Image object location entries
*-*-*

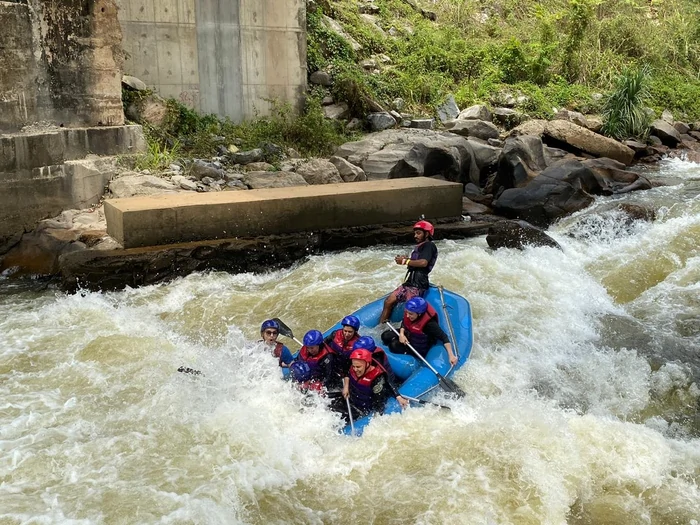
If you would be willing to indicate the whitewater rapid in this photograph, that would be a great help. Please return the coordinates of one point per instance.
(581, 406)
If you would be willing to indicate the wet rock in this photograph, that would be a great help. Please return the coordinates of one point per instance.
(319, 171)
(668, 135)
(517, 235)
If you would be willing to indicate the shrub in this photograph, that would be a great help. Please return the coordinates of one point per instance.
(623, 110)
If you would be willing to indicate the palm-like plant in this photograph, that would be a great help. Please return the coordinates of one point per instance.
(624, 115)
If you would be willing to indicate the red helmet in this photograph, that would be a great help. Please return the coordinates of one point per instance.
(362, 354)
(425, 226)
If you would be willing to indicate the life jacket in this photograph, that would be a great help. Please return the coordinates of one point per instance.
(361, 388)
(414, 330)
(314, 362)
(340, 346)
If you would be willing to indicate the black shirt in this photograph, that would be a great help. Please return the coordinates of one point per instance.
(418, 277)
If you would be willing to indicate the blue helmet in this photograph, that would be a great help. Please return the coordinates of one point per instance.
(300, 371)
(351, 321)
(365, 342)
(417, 305)
(270, 323)
(313, 338)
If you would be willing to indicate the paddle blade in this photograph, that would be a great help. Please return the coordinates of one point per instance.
(451, 386)
(284, 329)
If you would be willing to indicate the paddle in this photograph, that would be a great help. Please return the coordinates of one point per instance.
(423, 402)
(352, 423)
(286, 331)
(447, 384)
(449, 323)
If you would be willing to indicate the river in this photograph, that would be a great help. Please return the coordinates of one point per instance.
(581, 407)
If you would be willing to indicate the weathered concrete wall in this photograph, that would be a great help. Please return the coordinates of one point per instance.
(61, 62)
(41, 174)
(165, 219)
(228, 57)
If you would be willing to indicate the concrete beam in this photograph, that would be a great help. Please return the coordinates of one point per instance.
(166, 219)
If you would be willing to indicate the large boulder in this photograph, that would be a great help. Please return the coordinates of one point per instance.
(518, 235)
(521, 160)
(319, 171)
(582, 139)
(668, 135)
(561, 189)
(256, 180)
(451, 159)
(473, 128)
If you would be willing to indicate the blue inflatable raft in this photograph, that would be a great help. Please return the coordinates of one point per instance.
(418, 381)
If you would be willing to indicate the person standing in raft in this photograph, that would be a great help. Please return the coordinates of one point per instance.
(366, 386)
(420, 329)
(319, 371)
(341, 342)
(269, 331)
(418, 266)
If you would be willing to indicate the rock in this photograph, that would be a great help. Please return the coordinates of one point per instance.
(321, 78)
(681, 127)
(134, 83)
(469, 207)
(572, 116)
(668, 135)
(136, 184)
(151, 109)
(452, 159)
(380, 121)
(449, 110)
(531, 127)
(506, 117)
(202, 168)
(258, 166)
(561, 189)
(478, 112)
(422, 123)
(338, 30)
(521, 160)
(319, 171)
(473, 128)
(277, 179)
(585, 140)
(246, 157)
(184, 183)
(518, 235)
(348, 171)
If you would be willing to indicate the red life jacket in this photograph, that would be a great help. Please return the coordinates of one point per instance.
(361, 388)
(313, 361)
(340, 346)
(414, 330)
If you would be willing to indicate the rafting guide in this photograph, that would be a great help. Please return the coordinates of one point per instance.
(418, 266)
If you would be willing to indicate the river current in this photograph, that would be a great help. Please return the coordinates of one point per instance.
(581, 407)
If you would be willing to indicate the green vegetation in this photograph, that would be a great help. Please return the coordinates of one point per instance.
(549, 53)
(623, 112)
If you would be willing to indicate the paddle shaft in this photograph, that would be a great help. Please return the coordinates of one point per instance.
(352, 422)
(449, 385)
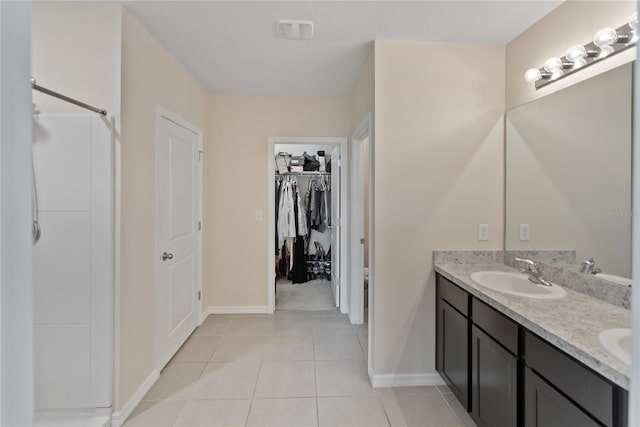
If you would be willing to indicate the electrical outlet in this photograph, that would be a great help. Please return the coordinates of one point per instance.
(483, 232)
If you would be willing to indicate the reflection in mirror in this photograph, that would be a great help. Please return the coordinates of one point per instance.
(568, 175)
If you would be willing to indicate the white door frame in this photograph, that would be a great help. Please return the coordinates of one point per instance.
(271, 241)
(356, 217)
(162, 112)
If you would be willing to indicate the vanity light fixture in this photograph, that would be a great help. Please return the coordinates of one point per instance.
(606, 42)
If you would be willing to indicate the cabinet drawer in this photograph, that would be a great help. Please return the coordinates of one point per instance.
(494, 382)
(545, 407)
(453, 294)
(579, 383)
(497, 325)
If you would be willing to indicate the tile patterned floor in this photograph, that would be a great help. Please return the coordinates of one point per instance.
(312, 295)
(292, 368)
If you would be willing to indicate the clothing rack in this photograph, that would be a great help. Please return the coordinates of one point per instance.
(50, 92)
(306, 173)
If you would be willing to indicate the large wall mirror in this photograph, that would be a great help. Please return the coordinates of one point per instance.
(568, 175)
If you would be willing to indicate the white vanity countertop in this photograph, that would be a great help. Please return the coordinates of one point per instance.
(571, 323)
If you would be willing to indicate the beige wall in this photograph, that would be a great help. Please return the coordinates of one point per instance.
(151, 76)
(235, 251)
(438, 174)
(362, 104)
(571, 23)
(75, 50)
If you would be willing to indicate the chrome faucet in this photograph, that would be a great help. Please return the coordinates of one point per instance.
(588, 267)
(532, 270)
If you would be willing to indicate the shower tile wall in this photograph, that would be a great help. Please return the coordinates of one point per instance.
(72, 261)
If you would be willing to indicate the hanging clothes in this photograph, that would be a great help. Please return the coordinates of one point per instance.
(318, 196)
(286, 215)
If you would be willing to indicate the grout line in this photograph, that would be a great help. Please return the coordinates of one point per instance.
(253, 395)
(455, 413)
(315, 377)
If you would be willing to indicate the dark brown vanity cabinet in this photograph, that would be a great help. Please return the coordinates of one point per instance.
(494, 368)
(560, 391)
(452, 336)
(506, 376)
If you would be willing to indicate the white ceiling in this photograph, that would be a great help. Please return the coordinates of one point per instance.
(229, 45)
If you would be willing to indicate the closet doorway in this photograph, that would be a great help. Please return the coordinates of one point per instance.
(308, 215)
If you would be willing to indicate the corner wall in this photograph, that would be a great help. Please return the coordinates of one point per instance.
(438, 173)
(16, 268)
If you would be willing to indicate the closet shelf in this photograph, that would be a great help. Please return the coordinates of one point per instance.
(306, 173)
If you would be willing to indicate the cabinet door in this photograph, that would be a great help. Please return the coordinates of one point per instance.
(546, 407)
(494, 373)
(453, 350)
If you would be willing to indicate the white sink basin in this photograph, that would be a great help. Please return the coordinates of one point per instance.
(617, 342)
(516, 284)
(613, 278)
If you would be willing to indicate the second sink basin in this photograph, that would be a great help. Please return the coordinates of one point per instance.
(617, 342)
(516, 284)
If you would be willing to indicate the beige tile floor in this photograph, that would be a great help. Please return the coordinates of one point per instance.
(286, 369)
(312, 295)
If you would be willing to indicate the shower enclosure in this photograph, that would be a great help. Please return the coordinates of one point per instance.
(73, 269)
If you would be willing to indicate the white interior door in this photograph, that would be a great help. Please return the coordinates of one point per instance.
(357, 172)
(356, 252)
(336, 229)
(178, 236)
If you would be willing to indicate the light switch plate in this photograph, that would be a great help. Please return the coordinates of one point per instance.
(483, 232)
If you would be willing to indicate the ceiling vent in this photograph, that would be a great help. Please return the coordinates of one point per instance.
(294, 29)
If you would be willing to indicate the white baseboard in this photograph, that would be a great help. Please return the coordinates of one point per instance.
(236, 309)
(118, 418)
(404, 380)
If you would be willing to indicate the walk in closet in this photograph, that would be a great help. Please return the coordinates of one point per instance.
(307, 202)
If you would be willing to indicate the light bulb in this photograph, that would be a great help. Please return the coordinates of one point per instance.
(605, 37)
(553, 64)
(576, 52)
(532, 75)
(633, 21)
(633, 24)
(605, 51)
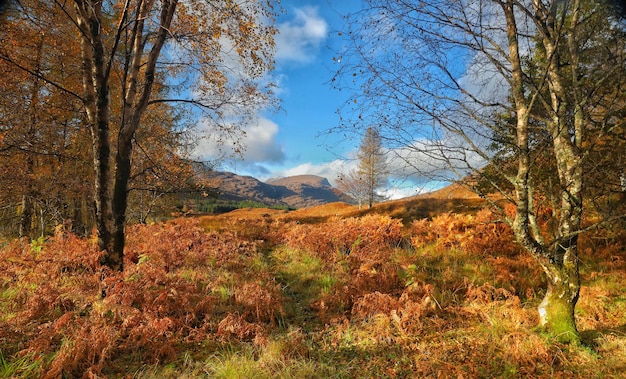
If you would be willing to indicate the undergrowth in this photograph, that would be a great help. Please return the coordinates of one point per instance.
(264, 297)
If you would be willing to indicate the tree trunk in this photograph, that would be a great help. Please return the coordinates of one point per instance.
(120, 196)
(556, 311)
(95, 86)
(26, 217)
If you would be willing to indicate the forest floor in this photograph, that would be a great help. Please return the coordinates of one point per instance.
(326, 292)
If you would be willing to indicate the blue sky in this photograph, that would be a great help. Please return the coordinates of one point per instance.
(293, 140)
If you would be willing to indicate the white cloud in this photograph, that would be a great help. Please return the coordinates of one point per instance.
(300, 38)
(330, 170)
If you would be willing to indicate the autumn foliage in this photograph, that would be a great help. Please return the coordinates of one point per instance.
(356, 289)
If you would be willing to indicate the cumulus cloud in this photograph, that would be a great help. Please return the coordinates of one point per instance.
(300, 38)
(330, 170)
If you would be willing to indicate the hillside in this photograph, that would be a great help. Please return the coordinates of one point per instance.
(294, 192)
(268, 294)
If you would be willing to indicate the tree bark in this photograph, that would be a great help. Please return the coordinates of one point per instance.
(96, 99)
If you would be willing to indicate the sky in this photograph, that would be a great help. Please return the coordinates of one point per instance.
(294, 140)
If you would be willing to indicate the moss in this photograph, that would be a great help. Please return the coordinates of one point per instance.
(557, 315)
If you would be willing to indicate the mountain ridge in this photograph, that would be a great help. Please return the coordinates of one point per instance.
(300, 191)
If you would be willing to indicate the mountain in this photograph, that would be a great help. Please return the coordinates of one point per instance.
(300, 191)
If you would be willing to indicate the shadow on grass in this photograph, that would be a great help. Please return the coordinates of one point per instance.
(591, 337)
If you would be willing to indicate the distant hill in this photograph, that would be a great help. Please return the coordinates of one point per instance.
(295, 192)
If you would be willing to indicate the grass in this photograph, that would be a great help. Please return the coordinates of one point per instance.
(231, 306)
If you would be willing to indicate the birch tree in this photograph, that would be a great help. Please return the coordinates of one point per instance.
(437, 77)
(207, 57)
(372, 167)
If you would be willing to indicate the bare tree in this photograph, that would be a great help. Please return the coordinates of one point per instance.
(438, 77)
(372, 164)
(353, 185)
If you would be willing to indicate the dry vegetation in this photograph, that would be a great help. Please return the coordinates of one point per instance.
(306, 294)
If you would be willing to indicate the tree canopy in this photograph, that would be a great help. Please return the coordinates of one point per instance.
(527, 96)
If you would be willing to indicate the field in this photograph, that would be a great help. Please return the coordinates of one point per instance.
(326, 292)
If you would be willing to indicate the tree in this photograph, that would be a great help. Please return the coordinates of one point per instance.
(372, 164)
(437, 78)
(353, 185)
(208, 57)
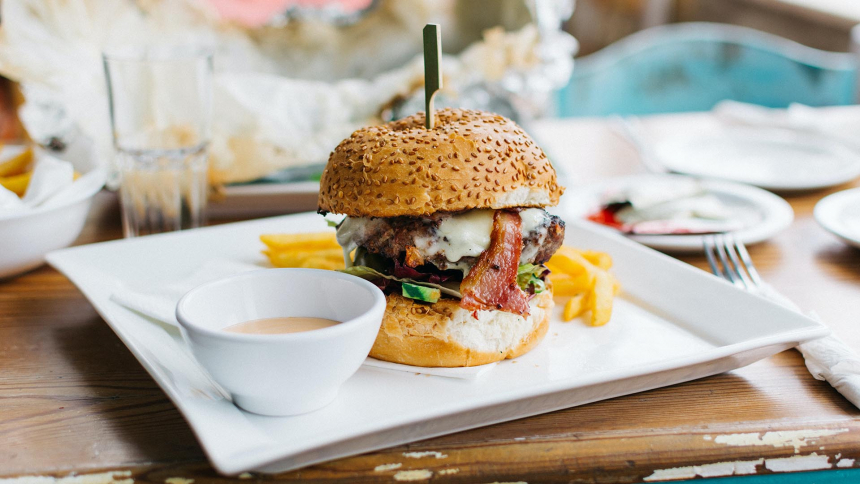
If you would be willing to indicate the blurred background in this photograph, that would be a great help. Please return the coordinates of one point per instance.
(294, 77)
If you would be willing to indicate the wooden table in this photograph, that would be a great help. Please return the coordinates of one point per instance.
(74, 399)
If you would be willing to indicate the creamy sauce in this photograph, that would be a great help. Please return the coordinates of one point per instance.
(280, 325)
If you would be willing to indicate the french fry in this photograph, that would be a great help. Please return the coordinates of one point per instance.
(564, 285)
(575, 306)
(16, 165)
(599, 259)
(17, 183)
(571, 263)
(601, 300)
(302, 242)
(584, 277)
(301, 258)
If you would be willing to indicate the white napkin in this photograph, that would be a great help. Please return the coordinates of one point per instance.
(160, 304)
(828, 359)
(839, 124)
(52, 184)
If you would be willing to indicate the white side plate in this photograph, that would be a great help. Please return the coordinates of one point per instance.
(672, 323)
(778, 160)
(773, 213)
(839, 214)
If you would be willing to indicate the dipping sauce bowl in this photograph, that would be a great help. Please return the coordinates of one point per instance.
(282, 374)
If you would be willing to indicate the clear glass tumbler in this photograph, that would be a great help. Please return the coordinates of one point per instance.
(161, 115)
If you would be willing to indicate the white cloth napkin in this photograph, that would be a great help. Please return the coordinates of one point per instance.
(52, 184)
(828, 359)
(839, 124)
(160, 304)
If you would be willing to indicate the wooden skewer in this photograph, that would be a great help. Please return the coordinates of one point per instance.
(432, 70)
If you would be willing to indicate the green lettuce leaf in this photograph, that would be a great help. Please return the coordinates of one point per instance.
(451, 288)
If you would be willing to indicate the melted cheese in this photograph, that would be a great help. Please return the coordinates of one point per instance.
(463, 235)
(468, 234)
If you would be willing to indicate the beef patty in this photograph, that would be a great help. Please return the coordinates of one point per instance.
(397, 237)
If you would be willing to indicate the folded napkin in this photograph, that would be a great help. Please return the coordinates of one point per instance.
(838, 124)
(160, 304)
(828, 359)
(52, 184)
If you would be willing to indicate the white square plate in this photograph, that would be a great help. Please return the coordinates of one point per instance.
(672, 323)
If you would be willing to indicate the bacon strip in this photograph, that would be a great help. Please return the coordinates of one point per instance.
(492, 282)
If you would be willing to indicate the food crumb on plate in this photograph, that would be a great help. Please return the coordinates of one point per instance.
(418, 455)
(417, 475)
(178, 480)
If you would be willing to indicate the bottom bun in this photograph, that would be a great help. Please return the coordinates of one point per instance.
(445, 335)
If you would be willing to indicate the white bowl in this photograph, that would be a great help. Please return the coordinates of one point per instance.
(26, 237)
(282, 374)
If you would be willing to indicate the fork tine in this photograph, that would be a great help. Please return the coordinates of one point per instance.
(732, 274)
(747, 260)
(709, 244)
(731, 247)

*-*-*

- Goal: Begin at the line containing "If you would be willing to indicate the white cloth" and reproduce each line through the end of the records above.

- Solved exercise:
If you would be willing to indicate the white cloth napkin in this photograph, that would be a great help. Please return the coordinates of one point per instance.
(52, 184)
(828, 359)
(839, 124)
(160, 304)
If you would be willing to indicate the wooden skewer in this photograph, that would be a great help. Please return the coordinates of one point per instance.
(432, 70)
If you would be willing to indicate the green lettuce leaf in this photograph, that would be a great help. Please return the coordinates of one point per instance.
(451, 288)
If you would be willing to indicate the melted cheese in this photograph, that would be a great help. Please return the coordinates of one point per instance.
(463, 235)
(468, 234)
If you would be willing to indicate the beef patty in this photograph, that would be a great help. Please return the coordinates of one point per instance.
(397, 237)
If you would be willing to indicate the folded napkin in this photograph, that would be a great help. Please return the coordinates of one point per instance.
(838, 124)
(160, 304)
(828, 359)
(52, 184)
If you would be willing to indicate the white square plate in this photograph, that would be a great help. Please return the coordinates of one point per instance.
(672, 323)
If you would be willing to indicate the bacon strip in this photograph, that would be a great help. Please return the coordinates of one point per instance.
(492, 282)
If you would be willing to indicate the food crumb on plate in this photograph, that would be a great help. Please return the coordinates of one point per instance.
(418, 455)
(417, 475)
(178, 480)
If you would be willing to indicate the bottom bun in this photograph, that would be a great help. Please return the coordinates of one point per instance.
(445, 335)
If you would be willing to indicate the white bowl in this photograph, that would be a great help. Please return the coordinates of one point per instance.
(26, 237)
(282, 374)
If you would be willing to indicate the fork tine in this photograph, that would be a great help. Please return the coordinates of one point per instance.
(732, 274)
(747, 260)
(709, 244)
(731, 247)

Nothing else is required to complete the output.